List of tasks
1/ In the text on Joan Fontcuberta's Gastropoda exhibition, whose picture appeared on the invitation card that the snails later ate?
2/ Reproduce the text on Joan Fontcuberta's Gastropoda exhibition from "Joan Fontcuberta in" to "of some images.".
3/ Carry on the text on Joan Fontcuberta's Gastropoda exhibition, beginning right after its final sentence.

[begin Text provided]

That´s to say, images are begotten, are born, develop, grow up, reach their youth, mature, age, go into decline and die, to restart the life cycle.

And as an instance of it he puts a picture made by Henri Cartier-Bresson appearing reproduced on the exhibition invitation card arriving at his mailbox, that image being subsequently eaten by the snails. It´s a way to show how more than being based on a real experience of nature, images are nowadays supported on precedent images belonging to our visual culture, on which we rest our knowledge, the information we have, etc.

The interaction between observers and the assortment of sixteen photographs (painstakingly made digital prints in 75 x 100 cm on Hahnemühle Photo Rag 308 grammes) by Joan Fontcuberta constituting the Gastropoda exhibition inaugurated today at la Fábrica was an unremitting constant, such as usually happens with the works of this photographer (Prize Octavius Hill of the Fotografisches Akademie GDL of Germany in 1988, Chevalier de L´Ordre des Arts et des Lettres of the French Ministry of Culture 1994, National Prize of Photography of Spain in 1998 and Hasselblad International Prize of Photography 2013) whose oeuvres never leave anybody indifferent, as well as being an outstanding humanist, communicator, philosopher and think tank in himself, but always without an electron of haughtiness and with a huge level of self-commitment.

Fontcuberta articulates his criterion that metaphorically it could be said that what snails do is to prove us that presently images have to do above all with other images, more than with reality, that Plato wasn´t wrong and that reality is out there, but there are some shadows in between.

On the other hand, there´s a further side in the aforementioned roadmap he wishes to highlight: the way in which within the frame of this post photographic stage, one of the most compelling questions to reconsider or critically revise is the notion of authorship.

Id est, Who is the author of the images? The snails, the man, both of them at the same time, nobody?

Joan Fontcuberta in a lively chat with the numerous attendance after finishing his address

Likewise, he lays out a redefinition of the essence of being an artist, creator and author, in which the making of the image is sidelined and the important thing is to get the meaning prevail, a context in which the author wouldn´t be the one begetting the images, but that one conferring meaning to them.


Furthermore, he admits that somehow he takes advantage of the snails, exploiting them to yield this kind of works, albeit it is he who with his gesture vindicates that result which is pure rubbish, pure waste, pure shredded paper, giving it a visibility, a certain consistency and a meaning through the adoption of some images.

[end Text provided]
[begin Provided data]

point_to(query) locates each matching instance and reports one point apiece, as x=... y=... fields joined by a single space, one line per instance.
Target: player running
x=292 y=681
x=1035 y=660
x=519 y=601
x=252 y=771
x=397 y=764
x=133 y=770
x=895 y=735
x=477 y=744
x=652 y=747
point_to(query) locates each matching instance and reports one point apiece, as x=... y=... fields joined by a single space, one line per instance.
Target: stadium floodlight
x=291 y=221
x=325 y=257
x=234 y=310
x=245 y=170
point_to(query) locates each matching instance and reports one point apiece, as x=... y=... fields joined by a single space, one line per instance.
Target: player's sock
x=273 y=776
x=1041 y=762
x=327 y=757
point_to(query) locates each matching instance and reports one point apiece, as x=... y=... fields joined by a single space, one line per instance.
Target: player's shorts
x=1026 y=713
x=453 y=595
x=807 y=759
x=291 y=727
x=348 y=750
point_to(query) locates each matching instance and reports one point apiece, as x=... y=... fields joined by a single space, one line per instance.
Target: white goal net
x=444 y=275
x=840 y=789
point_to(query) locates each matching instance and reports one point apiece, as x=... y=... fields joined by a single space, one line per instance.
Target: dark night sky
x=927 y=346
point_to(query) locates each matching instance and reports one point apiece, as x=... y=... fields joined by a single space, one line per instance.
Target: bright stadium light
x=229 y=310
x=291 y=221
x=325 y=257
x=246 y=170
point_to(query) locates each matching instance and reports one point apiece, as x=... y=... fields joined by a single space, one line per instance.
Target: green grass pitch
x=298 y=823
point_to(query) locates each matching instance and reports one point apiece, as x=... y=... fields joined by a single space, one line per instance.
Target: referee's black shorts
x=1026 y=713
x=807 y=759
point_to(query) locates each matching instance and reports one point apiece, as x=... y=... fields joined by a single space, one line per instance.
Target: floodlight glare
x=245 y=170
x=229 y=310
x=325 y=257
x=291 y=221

[end Provided data]

Responses to the tasks
1/ Henri Cartier-Bresson

2/
Joan Fontcuberta in a lively chat with the numerous attendance after finishing his address

Likewise, he lays out a redefinition of the essence of being an artist, creator and author, in which the making of the image is sidelined and the important thing is to get the meaning prevail, a context in which the author wouldn´t be the one begetting the images, but that one conferring meaning to them.


Furthermore, he admits that somehow he takes advantage of the snails, exploiting them to yield this kind of works, albeit it is he who with his gesture vindicates that result which is pure rubbish, pure waste, pure shredded paper, giving it a visibility, a certain consistency and a meaning through the adoption of some images.

3/
Needless to say that Joan Fontcuberta, with his refined and sharp-witted sense of humor at times truly devastating but including frequent backgrounds of reality, proclaims to Cosmos that Gastropoda exhibition is an ode to Slow Food, as opposite to Fast Food, celerity and urgency as defining traits of our time, in which it seems that everything must be immediate, even the food, so watching the calmness of these quiet snails eating and getting the most out of these pictures is something very interesting and a role model.

Besides, during his speech, the author revealed a little known side of his Gastropoda exhibitions: the climax of some of them was a performance ingesting the photofagi snails.

One of the attendees to the inauguration of Gastropoda exhibition at La Fábrica walks by a large LCD screen where steadily appeared gasteropods being the main characters of the display, which once again reflected the visual universe of the work of this photographer in which the concepts of truth and fiction are always intertwined.

To wrap up, Joan Fontcuberta expressed his conviction that images are something very serious, since they don´t only represent a world but make up world and thereupon they affect us, in such a way that to know how to think the images, analyze which is the effect they bring about in us is not a merely aesthetic question, but an epistemological one, because our life depends on images.

Thus, to devote time, energy and intelligence to do and think of images is something highly significant, because currently all of us are photographers and create images, but many of us keep on being illiterate as to images, and this is an unfinished business.